YOUR GOAL
Continue the mailing-list post about Wittgenstein and the novel V. from its final sentence.

DOCUMENT EXTRACT
--------------------------------------------------

GRGR(16) non-verbal spaces
Terrance F. Flaherty
Lycidas at worldnet.att.net
Fri Dec 17 19:53:59 CST 1999
Josh Kortbein wrote:
>
> Peter Petto writes:
> >Terrance F. Flaherty wrote about the interpreted sferics, "Die Welt ist
> >Alles Was der Fall ist":
> >
> >>Facts, quality is besides the point, moral judgments are not
> >>part of the case, events are random, they simply occur, and
> >>their meaning exists only in their facts, in their actual
> >>occurrence. No ethics, no meaning.
> >
> >I don't believe this to be a proper interpretation of Wittgenstein's thought.
> >
> >I can't recall anything he wrote or said indicating that events are random.
> >In his Tractatus Logico-philosophicus (which opens with "The world is all
> >that is the case") he places meaning outside the world of facts -- beyond
> >some scientific zero.
> >
> >And I can't imagine him saying "No ethics, no meaning".
>
> Certainly not!
But what is in the Novel V.? That's what I'm talking about
here. Not my interpretation of Wittgenstein. I wrote:
In the mirror, in the vouyeur's dreams (vouyeur's dreams are
not their own) Weissman visits him during sickness and
declares that HE HAS INTERPRETED the sferics, "Die Welt ist
Alles Was der Fall ist" the facts, the amoral facts of the
Seige Party--a wild Fasching, with murder and sadism.
My comments are not about Wittgenstein, but I will indulge
you if you care to discuss him, though I have not read him
well, too boring, and even with the companion, I found he
gave me a pain behind the eyes.

--------------------------------------------------

DATA SECTION
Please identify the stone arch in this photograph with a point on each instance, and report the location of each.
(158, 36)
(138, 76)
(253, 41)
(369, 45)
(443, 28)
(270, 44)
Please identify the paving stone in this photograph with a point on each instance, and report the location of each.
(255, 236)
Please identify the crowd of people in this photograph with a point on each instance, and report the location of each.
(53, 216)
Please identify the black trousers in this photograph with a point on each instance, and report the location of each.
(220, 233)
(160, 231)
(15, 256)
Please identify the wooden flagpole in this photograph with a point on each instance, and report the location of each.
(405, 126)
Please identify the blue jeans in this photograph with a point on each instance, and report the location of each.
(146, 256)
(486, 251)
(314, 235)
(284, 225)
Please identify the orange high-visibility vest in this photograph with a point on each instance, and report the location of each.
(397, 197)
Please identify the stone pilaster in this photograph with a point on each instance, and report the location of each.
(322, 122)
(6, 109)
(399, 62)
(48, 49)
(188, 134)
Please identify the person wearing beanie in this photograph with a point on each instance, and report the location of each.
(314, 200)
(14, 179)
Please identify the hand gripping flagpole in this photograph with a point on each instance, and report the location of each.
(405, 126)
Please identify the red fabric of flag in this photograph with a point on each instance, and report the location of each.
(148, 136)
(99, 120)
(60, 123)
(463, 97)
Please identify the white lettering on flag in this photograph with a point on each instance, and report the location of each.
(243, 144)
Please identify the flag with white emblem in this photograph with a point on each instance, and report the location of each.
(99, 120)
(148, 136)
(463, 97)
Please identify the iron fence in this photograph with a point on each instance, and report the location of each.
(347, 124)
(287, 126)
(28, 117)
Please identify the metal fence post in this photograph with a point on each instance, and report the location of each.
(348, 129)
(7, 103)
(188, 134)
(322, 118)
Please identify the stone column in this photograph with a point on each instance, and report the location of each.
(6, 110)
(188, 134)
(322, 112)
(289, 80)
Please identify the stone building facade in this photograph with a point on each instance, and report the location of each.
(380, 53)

--------------------------------------------------

EXERCISE OUTPUT
>
> It seems his approach to ethics, post-Tractatus, was much like his
> approach to other philosophical problems. While that's admittedly
> difficult and hard to apply, it's still a "system" (using the word
> loosely) of ethics. :)
>
> >I've often read that LW founded two opposing schools of philosophy, but I
> >suspect he felt otherwise. I believe that he felt that most people
> >misunderstood Tractatus, and his later work was a second attempt to explain
> >what he was getting at.
>
> LW, in the 1940s:
>
> The basic evil of Russell's logic, as also of mine in the
> _Tractatus_, is that what a proposition is is illustrated
> by a few commonplace examples, and then presupposed as understood
> in full generality.
>
> [Remarks on the Philosophy of Psychology, Vol I, sec. 38]
>
> This and other things indicate that W variously wanted to save, reject,
> or modify various parts of the _Tractatus_. In the _Investigations_
> there's a lot of what-was-I-thinking kind of talk.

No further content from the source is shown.